Get the code: learnjq.sh
jq
is a tool for transforming JSON inputs and generating JSON outputs. As a
programming language, jq supports boolean and arithmetic expressions, object
and array indexing; it has conditionals, functions, and even exception
handling... etc. Knowing jq enables you to easily write small programs that
can perform complex queries on JSON documents to find answers, make reports, or
to produce another JSON document for further processing by other programs.
NOTE: This guide demonstrates the use of jq from the command line, specifically, under an environment running the Bash shell.
# When running jq from the command line, jq program code can be specified as the
# first argument after any options to `jq`. We often quote such jq program with
# single quotes (`'`) to prevent any special interpretation from the command line
# shell.
#
jq -n '# Comments start with # until the end of line.
# The -n option sets the input to the value, `null`, and prevents `jq`
# from reading inputs from external sources.
'
# Output:
# null
# By default jq reads from *STDIN* a stream of JSON inputs (values). It
# processes each input with the jq program (filters) specified at the command
# line, and prints the outputs of processing each input with the program to
# *STDOUT*.

========================================

| Short problem a |
Reproduce the passage of the jq guide that begins at the words "# When running" and stops after the words "end of line.".

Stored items
========================================

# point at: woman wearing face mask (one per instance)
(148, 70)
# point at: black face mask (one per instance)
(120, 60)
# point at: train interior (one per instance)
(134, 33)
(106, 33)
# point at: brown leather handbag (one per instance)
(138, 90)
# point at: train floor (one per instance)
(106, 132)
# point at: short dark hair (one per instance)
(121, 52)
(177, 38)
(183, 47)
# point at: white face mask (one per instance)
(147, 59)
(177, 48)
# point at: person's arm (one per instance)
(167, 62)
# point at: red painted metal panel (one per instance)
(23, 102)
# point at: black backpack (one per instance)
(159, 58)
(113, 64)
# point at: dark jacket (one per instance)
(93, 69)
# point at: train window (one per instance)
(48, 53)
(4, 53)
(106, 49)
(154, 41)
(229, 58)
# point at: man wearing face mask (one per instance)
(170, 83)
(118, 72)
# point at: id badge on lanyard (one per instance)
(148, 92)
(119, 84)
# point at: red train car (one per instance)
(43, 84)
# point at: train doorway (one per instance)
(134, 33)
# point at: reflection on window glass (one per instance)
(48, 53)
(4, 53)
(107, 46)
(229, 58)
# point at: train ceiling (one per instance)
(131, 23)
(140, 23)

========================================

| Short problem b |
Transcribe the lines of the records starting with the line that has "# point at: reflection" and continuing to the last line of the records, both ends included.

| Full answer a |
# When running jq from the command line, jq program code can be specified as the
# first argument after any options to `jq`. We often quote such jq program with
# single quotes (`'`) to prevent any special interpretation from the command line
# shell.
#
jq -n '# Comments start with # until the end of line.

| Full answer b |
# point at: reflection on window glass (one per instance)
(48, 53)
(4, 53)
(107, 46)
(229, 58)
# point at: train ceiling (one per instance)
(131, 23)
(140, 23)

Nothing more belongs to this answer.